| Excerpted passage |
——————————

How to Solve Bit Manipulation Interview Questions: Bit Manipulation Essentials for Embedded Software Engineers

Getting ready for an Embedded Software Engineering interview? This article is specifically designed for Embedded Software Engineers looking to practice or brush up on their bit manipulation skills. We will cover the basics of Bitwise operators and look at some of the most vital bit manipulation operations. We’ll also go through examples of important bit manipulation interview questions.

Prerequisites:

• C / Embedded C or any related programming language
• Binary number representation

Here’s what we cover:

• What Is Bit Manipulation?
• Bit Manipulation in C: Bitwise Operators
• Bit Manipulation Interview Questions
• Bonus Resources for Embedded Software Engineers
• FAQs on Bit Manipulation

What Is Bit Manipulation?

Data and information are represented as a computer's sequence of bits or Bytes. For most tasks, modern programming languages allow the programmer to work directly with abstract data types such as float, double, integer etc., instead of bits that represent those abstractions. At the same time, the source code does the manipulation on bits.

——————————

| Information provided |

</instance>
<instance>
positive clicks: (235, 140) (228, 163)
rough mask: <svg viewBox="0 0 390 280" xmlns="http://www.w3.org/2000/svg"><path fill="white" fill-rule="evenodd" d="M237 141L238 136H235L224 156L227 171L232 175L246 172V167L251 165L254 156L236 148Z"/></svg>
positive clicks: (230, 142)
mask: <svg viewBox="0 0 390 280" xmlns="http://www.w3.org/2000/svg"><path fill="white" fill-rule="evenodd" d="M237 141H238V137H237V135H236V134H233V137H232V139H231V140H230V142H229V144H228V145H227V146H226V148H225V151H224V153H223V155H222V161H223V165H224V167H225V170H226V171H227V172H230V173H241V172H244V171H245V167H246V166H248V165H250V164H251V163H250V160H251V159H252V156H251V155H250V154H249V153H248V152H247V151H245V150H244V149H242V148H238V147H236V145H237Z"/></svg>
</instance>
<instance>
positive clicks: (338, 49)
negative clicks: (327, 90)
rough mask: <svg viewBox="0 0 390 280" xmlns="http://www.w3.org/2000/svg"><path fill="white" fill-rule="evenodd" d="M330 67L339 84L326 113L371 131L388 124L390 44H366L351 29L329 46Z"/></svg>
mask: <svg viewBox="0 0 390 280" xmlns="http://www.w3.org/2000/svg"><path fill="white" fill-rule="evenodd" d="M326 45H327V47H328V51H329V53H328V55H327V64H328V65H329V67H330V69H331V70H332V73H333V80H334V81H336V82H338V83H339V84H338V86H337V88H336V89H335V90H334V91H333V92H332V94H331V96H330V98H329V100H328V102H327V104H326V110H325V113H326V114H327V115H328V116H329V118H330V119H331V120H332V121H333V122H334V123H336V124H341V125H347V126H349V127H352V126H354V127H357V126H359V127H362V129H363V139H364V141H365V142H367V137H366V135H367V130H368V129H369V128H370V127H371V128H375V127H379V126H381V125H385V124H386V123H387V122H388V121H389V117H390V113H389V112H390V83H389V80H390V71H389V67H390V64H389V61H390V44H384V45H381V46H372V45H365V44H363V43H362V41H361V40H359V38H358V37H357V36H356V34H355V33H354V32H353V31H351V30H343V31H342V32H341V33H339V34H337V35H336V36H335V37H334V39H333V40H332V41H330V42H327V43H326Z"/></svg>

——————————

| Exercises |
A – Answer these about the bit manipulation article:
(i) What two prerequisites does it list?
(ii) Which abstract data types does it name as examples?
(iii) What is the last item in its "Here's what we cover" list?
B – Return the part of the rows that runs from their first line through the line containing "141L238 136H235L224 156L227", copied exactly.
The rows have no connection to the article on bit manipulation.

| Problem solutions |
A –
(i) C / Embedded C or any related programming language, and binary number representation.
(ii) Float, double and integer.
(iii) FAQs on Bit Manipulation.

B –
</instance>
<instance>
positive clicks: (235, 140) (228, 163)
rough mask: <svg viewBox="0 0 390 280" xmlns="http://www.w3.org/2000/svg"><path fill="white" fill-rule="evenodd" d="M237 141L238 136H235L224 156L227 171L232 175L246 172V167L251 165L254 156L236 148Z"/></svg>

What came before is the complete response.